■ **GOAL**: Gather every line below that contains the word "dark" and list each one.
== DATA SECTION ==
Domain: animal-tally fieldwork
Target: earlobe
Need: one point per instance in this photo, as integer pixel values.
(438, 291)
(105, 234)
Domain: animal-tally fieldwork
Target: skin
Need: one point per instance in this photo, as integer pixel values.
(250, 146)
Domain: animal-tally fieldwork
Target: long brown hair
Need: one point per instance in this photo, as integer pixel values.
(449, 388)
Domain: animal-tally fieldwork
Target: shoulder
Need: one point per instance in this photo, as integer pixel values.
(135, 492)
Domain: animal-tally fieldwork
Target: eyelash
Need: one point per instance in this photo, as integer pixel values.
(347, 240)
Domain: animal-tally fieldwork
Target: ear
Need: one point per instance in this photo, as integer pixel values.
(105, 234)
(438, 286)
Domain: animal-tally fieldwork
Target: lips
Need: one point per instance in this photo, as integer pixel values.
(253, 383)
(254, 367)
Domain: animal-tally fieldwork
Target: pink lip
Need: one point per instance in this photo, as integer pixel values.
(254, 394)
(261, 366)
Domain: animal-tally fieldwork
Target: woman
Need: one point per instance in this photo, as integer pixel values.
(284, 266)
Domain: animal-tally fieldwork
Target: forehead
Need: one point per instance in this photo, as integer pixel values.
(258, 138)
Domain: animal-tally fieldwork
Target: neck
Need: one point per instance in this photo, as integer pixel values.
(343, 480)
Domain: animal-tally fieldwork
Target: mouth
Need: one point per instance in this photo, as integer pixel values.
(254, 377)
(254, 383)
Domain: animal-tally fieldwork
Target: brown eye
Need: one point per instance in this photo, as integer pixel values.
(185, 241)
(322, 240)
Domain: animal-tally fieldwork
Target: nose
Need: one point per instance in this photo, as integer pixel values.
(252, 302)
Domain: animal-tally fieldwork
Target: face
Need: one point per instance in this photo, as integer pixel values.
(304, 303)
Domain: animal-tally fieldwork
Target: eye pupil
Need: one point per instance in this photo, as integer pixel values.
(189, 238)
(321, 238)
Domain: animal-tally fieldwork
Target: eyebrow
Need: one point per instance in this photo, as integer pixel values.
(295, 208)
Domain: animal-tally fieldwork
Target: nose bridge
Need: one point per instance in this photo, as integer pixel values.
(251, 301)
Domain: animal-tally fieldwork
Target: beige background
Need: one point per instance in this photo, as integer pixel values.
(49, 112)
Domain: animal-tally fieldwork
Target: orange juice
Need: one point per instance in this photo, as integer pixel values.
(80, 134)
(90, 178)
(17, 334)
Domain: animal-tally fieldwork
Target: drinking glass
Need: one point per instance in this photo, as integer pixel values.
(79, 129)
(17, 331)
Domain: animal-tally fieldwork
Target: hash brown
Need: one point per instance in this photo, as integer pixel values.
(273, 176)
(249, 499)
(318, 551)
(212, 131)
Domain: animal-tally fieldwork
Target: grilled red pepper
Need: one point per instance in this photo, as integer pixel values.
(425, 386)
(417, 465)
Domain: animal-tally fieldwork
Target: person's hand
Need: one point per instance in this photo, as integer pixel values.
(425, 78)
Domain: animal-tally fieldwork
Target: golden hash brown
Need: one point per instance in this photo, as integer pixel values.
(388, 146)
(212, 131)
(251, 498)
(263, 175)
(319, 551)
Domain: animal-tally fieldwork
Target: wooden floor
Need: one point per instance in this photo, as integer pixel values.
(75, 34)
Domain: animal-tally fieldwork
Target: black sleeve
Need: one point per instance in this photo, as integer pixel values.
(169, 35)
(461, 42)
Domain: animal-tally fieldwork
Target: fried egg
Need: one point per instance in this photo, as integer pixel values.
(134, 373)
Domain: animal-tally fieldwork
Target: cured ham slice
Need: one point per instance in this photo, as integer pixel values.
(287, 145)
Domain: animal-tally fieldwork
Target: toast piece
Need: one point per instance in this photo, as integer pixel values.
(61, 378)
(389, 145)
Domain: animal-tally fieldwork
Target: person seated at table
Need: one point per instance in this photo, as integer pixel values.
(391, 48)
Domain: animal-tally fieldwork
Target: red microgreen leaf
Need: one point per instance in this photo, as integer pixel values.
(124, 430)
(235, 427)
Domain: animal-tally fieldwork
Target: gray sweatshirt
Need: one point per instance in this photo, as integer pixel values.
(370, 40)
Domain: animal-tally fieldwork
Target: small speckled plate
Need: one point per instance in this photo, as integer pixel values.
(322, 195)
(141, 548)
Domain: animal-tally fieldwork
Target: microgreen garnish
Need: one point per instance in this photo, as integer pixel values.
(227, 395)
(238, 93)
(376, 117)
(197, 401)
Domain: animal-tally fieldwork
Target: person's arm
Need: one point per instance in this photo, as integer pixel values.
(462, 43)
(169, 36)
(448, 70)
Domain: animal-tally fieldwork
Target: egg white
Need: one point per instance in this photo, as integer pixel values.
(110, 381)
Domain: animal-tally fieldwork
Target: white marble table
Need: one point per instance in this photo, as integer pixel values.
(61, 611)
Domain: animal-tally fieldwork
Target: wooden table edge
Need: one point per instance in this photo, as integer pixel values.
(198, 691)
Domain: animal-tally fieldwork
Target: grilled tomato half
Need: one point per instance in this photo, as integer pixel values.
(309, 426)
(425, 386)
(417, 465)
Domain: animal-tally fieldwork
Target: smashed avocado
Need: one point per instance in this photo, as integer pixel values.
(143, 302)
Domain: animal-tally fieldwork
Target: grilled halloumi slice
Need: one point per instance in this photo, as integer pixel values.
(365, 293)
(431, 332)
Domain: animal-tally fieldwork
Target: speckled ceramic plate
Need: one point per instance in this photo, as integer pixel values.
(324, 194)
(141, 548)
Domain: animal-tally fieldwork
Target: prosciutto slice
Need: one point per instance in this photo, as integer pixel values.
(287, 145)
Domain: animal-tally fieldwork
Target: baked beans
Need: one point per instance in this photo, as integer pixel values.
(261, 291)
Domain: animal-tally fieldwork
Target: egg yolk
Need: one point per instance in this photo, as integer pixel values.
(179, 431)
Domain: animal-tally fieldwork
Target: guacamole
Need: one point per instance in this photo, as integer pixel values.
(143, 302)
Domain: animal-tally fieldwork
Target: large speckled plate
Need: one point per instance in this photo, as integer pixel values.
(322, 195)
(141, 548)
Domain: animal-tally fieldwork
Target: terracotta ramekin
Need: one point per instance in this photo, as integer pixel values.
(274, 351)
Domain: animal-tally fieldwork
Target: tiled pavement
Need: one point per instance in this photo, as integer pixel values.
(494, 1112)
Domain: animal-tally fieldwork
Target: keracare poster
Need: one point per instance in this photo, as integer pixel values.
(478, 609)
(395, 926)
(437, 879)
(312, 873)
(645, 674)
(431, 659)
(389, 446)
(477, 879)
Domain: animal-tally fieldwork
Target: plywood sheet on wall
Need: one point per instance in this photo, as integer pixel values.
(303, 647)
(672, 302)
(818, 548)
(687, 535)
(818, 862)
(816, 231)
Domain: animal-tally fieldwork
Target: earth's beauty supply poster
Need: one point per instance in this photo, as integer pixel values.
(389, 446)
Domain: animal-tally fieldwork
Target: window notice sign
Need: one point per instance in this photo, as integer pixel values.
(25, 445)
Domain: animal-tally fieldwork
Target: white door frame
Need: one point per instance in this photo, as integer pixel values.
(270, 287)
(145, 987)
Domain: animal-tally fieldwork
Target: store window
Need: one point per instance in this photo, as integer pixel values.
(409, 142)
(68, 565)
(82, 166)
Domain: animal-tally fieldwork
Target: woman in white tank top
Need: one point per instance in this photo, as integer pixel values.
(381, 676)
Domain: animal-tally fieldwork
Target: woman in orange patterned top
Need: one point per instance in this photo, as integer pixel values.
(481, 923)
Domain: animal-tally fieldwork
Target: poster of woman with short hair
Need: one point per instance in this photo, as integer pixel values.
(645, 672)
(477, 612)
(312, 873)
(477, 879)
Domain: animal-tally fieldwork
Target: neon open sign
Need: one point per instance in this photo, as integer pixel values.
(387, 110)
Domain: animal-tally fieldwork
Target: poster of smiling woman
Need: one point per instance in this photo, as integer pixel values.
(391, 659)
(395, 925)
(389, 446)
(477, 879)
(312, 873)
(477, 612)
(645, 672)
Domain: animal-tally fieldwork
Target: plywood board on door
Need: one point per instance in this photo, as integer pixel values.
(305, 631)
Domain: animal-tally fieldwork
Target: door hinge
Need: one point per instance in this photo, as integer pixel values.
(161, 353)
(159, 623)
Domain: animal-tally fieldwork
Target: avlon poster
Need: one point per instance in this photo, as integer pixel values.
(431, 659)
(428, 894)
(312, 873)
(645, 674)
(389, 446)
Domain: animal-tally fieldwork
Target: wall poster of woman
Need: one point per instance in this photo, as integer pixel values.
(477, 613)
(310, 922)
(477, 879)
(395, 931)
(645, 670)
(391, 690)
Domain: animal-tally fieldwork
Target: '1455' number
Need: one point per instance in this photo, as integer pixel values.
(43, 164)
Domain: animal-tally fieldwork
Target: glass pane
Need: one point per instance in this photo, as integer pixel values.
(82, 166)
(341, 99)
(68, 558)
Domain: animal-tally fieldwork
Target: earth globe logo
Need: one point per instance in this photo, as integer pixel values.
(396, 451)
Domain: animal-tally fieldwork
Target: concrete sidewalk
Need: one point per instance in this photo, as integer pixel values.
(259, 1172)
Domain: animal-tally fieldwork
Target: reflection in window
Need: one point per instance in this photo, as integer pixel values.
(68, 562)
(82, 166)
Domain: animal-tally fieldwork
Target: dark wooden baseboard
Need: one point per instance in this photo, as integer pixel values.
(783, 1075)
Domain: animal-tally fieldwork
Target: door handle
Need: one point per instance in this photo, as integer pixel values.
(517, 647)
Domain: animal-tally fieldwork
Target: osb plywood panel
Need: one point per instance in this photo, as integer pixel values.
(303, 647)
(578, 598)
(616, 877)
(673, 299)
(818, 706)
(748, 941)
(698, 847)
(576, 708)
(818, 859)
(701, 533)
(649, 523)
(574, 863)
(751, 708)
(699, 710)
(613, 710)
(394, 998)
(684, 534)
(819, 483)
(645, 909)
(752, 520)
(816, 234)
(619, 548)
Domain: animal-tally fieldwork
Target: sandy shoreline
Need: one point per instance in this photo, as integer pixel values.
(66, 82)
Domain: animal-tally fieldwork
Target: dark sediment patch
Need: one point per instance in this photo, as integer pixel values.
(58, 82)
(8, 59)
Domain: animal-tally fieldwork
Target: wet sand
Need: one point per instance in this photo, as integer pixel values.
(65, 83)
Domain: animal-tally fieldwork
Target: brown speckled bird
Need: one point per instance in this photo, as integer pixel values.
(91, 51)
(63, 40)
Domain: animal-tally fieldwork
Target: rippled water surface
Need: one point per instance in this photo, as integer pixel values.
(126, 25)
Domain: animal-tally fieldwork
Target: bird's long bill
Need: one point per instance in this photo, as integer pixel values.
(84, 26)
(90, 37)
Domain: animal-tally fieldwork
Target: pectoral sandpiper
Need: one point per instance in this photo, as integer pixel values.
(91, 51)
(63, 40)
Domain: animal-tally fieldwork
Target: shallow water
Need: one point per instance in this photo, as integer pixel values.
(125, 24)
===
■ **RESULT OF THE TASK**:
Target: dark wooden baseboard
Target: dark sediment patch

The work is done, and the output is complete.